>> START
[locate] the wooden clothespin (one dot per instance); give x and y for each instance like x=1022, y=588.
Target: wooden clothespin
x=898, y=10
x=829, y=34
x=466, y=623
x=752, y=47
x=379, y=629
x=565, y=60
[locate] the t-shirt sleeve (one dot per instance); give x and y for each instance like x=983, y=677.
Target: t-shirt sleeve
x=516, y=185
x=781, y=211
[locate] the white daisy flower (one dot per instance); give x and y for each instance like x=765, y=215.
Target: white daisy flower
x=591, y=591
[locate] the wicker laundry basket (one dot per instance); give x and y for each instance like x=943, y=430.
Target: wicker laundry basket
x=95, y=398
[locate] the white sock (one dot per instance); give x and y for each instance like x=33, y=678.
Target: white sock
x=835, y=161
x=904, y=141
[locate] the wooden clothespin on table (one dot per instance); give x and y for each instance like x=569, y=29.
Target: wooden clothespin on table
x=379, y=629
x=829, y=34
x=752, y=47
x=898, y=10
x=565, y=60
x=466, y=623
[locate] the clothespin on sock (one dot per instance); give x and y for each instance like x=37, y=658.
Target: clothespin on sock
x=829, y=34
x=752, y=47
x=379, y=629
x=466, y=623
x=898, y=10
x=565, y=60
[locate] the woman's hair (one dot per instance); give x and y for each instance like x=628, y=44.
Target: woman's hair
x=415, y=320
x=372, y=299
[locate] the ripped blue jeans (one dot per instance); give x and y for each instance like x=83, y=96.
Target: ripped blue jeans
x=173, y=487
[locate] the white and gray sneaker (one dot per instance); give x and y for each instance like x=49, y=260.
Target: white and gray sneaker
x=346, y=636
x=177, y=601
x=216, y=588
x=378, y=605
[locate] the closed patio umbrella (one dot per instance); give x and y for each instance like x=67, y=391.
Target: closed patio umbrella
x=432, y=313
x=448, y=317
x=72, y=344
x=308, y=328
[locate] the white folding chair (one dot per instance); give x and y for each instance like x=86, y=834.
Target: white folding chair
>> END
Problem description:
Reproduce every line above verbatim, from the first to the last, with no changes.

Solved problem:
[locate] the wooden clothespin (one dot per instance); give x and y for each instance like x=1022, y=588.
Target: wooden clothespin
x=898, y=10
x=829, y=34
x=466, y=623
x=752, y=47
x=379, y=629
x=565, y=60
[locate] the t-shirt sleeve (one dot per instance); give x and y for each instance like x=983, y=677.
Target: t-shirt sleeve
x=516, y=185
x=781, y=211
[locate] the white daisy flower (one dot per instance); give x and y for each instance like x=765, y=215.
Target: white daisy flower
x=591, y=591
[locate] the wicker laundry basket (one dot per instance); give x and y for each instance like x=943, y=430.
Target: wicker laundry basket
x=95, y=398
[locate] the white sock (one dot per instance); give x and y for each instance like x=33, y=678.
Target: white sock
x=835, y=161
x=904, y=141
[locate] the wooden clothespin on table (one dot per instance); give x and y for each instance like x=569, y=29.
Target: wooden clothespin on table
x=379, y=629
x=829, y=34
x=752, y=47
x=898, y=10
x=565, y=60
x=466, y=623
[locate] the clothespin on sock (one dot per instance); give x and y for each instance like x=37, y=658.
Target: clothespin on sock
x=829, y=34
x=752, y=47
x=379, y=629
x=466, y=623
x=898, y=10
x=565, y=60
[locate] the woman's hair (one dot per instance); give x and y for each instance like x=628, y=44.
Target: woman's hair
x=415, y=320
x=372, y=299
[locate] the ripped blue jeans (one dot per instance); give x and y for each instance like x=83, y=96.
Target: ripped blue jeans
x=173, y=487
[locate] the white and gray sneaker (one dot per instance); give x and y for each instance like x=49, y=260.
Target: white and gray sneaker
x=346, y=636
x=177, y=601
x=216, y=588
x=378, y=605
[locate] the closed patio umbrella (one dot per instance); give x and y for each instance like x=67, y=391.
Target: closed patio umbrella
x=432, y=313
x=448, y=317
x=72, y=344
x=308, y=328
[locate] the white folding chair (one dot per instance); give x and y for each instance like x=86, y=834.
Target: white folding chair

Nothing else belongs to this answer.